GARDA | SIBERUT – Pembangunan Rumah Sakit Umum Daerah (RSUD) Tipe D Pratama yang berlokasi di Desa Maileppet, Kecamatan Siberut Selatan, Kabupaten Kepulauan Mentawai, terus menjadi sorotan tajam publik.
Proyek yang menelan anggaran puluhan miliar rupiah dari Anggaran Pendapatan dan Belanja Daerah (APBD) ini bukan hanya menyimpan segudang pertanyaan, namun juga dugaan pelanggaran serius yang dapat mengarah pada praktik penyimpangan anggaran dan kelalaian struktural.
Dari pantauan lapangan dan penelusuran dokumen, terungkap bahwa rumah sakit tersebut dibangun di lokasi yang masuk ke dalam kawasan konservasi hutan mangrove dan zona rawan longsor.
Proses perencanaan pembangunan dinilai jauh dari kata matang, bahkan menurut informasi yang dihimpun, pembangunan dilakukan tanpa dokumen Analisis Mengenai Dampak Lingkungan (AMDAL) yang menjadi prasyarat utama dalam proyek infrastruktur berskala besar, terlebih di kawasan ekosistem sensitif seperti Maileppet.
“Dari awal kita sudah mempertanyakan kelayakan lokasi. Ini daerah dengan kemiringan tinggi, tanahnya labil, dan kerap mengalami pergeseran tanah saat musim hujan. Ditambah lagi, vegetasi mangrove di sekitar kawasan itu memiliki fungsi ekologis penting yang jelas-jelas diabaikan,” ujar seorang sumber yang enggan disebutkan namanya.
Ketiadaan AMDAL ini menjadi sorotan tajam, mengingat wilayah Mentawai merupakan salah satu kawasan yang rentan terhadap bencana ekologis, terutama banjir, abrasi, dan longsor. Pembangunan rumah sakit di zona tersebut dikhawatirkan tidak hanya membahayakan keselamatan bangunan dan penghuninya, tetapi juga menimbulkan kerusakan permanen pada ekosistem mangrove dan hilangnya benteng alami terhadap bencana.
Kepala Dinas Kesehatan Kabupaten Kepulauan Mentawai Desti Seminora saat dikonfirmasi oleh media ini beberapa waktu lalu sempat menyampaikan bahwa RSUD Pratama Maileppet akan mulai beroperasi pada awal Mei 2025.
Namun, hingga akhir Juni, bangunan fisik rumah sakit memang telah berdiri, namun fasilitas dasar seperti pasokan listrik, air bersih, dan sarana pendukung lainnya belum sepenuhnya tersedia.

* **Informasi yang Disediakan**
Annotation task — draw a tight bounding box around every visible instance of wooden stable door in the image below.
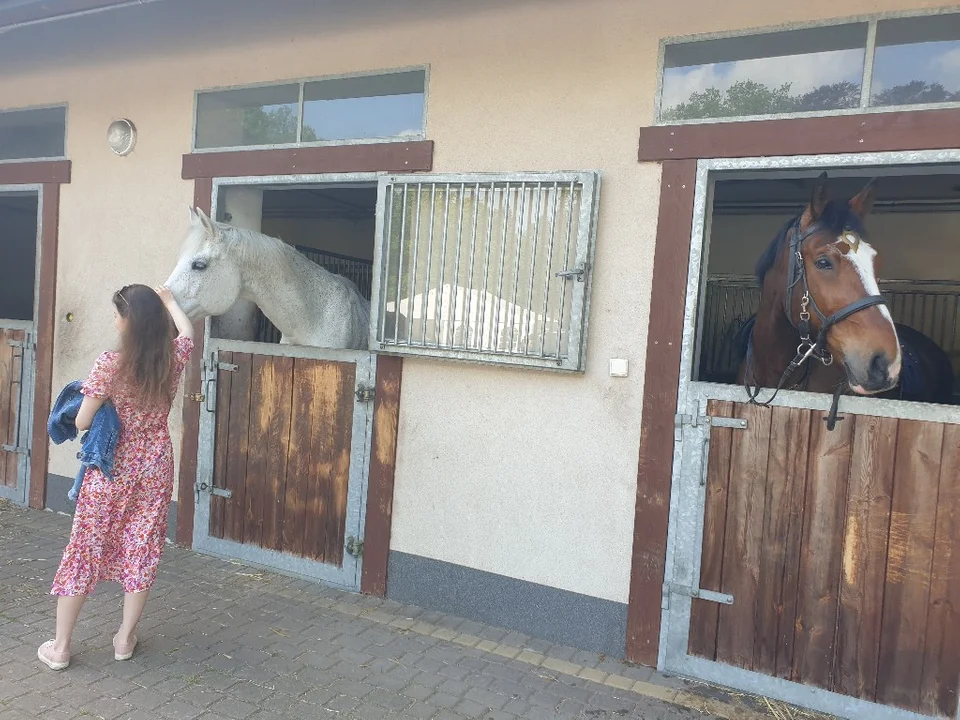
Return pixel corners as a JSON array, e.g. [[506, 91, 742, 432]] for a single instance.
[[0, 328, 26, 502], [195, 340, 373, 587], [689, 400, 960, 718]]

* **Tugas dan Latihan**
1. Tentukan apakah setiap pernyataan berikut sesuai dengan berita tentang pembangunan RSUD Pratama Maileppet. Jawab ya atau tidak, lalu kutip kata-kata penentu dari berita itu tanpa perubahan. (a) Rumah sakit tersebut dibangun di Desa Maileppet, Kecamatan Siberut Selatan. (b) Proyek rumah sakit ini dibiayai dari Anggaran Pendapatan dan Belanja Negara (APBN). (c) Hingga akhir Juni, pasokan listrik dan air bersih rumah sakit sudah tersedia sepenuhnya.
2. Menurut berita tentang pembangunan RSUD Pratama Maileppet, kapan Kepala Dinas Kesehatan Kabupaten Kepulauan Mentawai menyatakan rumah sakit itu akan mulai beroperasi?
3. Cetak ulang tanpa perubahan bagian dari berita tentang pembangunan RSUD Pratama Maileppet. Mulailah pada kata-kata "Proyek yang menelan", lalu berhenti setelah "sensitif seperti Maileppet.".

* **Kunci Jawaban**
1.
(a) Ya: "berlokasi di Desa Maileppet, Kecamatan Siberut Selatan, Kabupaten Kepulauan Mentawai"
(b) Tidak: "dari Anggaran Pendapatan dan Belanja Daerah (APBD)"
(c) Tidak: "fasilitas dasar seperti pasokan listrik, air bersih, dan sarana pendukung lainnya belum sepenuhnya tersedia"

2. Rumah sakit itu dinyatakan akan mulai beroperasi pada awal Mei 2025.

3.
Proyek yang menelan anggaran puluhan miliar rupiah dari Anggaran Pendapatan dan Belanja Daerah (APBD) ini bukan hanya menyimpan segudang pertanyaan, namun juga dugaan pelanggaran serius yang dapat mengarah pada praktik penyimpangan anggaran dan kelalaian struktural.
Dari pantauan lapangan dan penelusuran dokumen, terungkap bahwa rumah sakit tersebut dibangun di lokasi yang masuk ke dalam kawasan konservasi hutan mangrove dan zona rawan longsor.
Proses perencanaan pembangunan dinilai jauh dari kata matang, bahkan menurut informasi yang dihimpun, pembangunan dilakukan tanpa dokumen Analisis Mengenai Dampak Lingkungan (AMDAL) yang menjadi prasyarat utama dalam proyek infrastruktur berskala besar, terlebih di kawasan ekosistem sensitif seperti Maileppet.